* THE EXERCISE *
List every learning objective stated in the worksheet below.

* SOURCE *

## START

Worksheet 8: Uniform and Exponential Distributions

Learning Objectives 🎯

  • Master the Uniform distribution for modeling equally likely outcomes over an interval

  • Understand the Exponential distribution for modeling waiting times

  • Apply CDFs to calculate probabilities and percentiles

  • Explore the memoryless property of the Exponential distribution

  • Connect continuous distributions to their discrete counterparts

Introduction

We have previously discussed the general form of probability density functions and cumulative distribution functions, just as we began with general probability mass functions before exploring special named distributions for discrete random variables. Among continuous random variables, certain widely used named distributions also capture common patterns and simplify many analyses. Two fundamental examples are the Uniform distribution, which represents outcomes uniformly distributed over an interval, and the Exponential distribution, which models waiting times between events occurring at a constant average rate.

## END

[Excerpts from a point labeling dataset]
## START

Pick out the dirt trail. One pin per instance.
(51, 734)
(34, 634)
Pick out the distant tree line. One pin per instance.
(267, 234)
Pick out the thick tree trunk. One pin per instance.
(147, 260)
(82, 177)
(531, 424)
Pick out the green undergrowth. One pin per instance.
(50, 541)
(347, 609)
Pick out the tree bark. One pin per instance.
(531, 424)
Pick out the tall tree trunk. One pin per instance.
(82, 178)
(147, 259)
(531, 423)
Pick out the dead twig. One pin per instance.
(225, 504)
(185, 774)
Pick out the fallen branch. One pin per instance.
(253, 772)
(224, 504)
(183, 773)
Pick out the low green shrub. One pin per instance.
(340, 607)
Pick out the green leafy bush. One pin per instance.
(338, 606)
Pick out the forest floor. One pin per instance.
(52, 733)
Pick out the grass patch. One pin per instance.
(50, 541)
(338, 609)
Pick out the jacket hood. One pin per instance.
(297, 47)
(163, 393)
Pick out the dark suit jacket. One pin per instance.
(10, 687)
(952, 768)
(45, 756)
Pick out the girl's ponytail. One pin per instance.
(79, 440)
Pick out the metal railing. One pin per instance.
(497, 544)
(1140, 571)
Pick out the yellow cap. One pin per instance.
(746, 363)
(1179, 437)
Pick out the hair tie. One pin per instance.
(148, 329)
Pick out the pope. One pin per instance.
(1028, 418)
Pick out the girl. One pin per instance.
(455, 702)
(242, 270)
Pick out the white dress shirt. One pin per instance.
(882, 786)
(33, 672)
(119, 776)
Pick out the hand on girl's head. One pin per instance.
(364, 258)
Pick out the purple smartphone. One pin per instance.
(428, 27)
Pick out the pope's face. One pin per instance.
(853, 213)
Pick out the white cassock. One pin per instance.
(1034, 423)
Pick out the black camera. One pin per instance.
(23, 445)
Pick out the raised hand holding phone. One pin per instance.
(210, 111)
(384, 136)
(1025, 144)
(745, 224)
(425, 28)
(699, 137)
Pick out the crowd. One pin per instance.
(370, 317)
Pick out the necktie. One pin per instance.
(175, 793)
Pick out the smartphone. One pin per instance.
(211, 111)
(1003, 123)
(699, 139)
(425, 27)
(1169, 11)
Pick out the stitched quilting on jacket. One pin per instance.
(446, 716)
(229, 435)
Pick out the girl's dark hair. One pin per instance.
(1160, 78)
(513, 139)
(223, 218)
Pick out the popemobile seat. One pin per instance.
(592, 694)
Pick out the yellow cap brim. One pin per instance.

## END

* COMPLETED TASK *
- Master the Uniform distribution for modeling equally likely outcomes over an interval
- Understand the Exponential distribution for modeling waiting times
- Apply CDFs to calculate probabilities and percentiles
- Explore the memoryless property of the Exponential distribution
- Connect continuous distributions to their discrete counterparts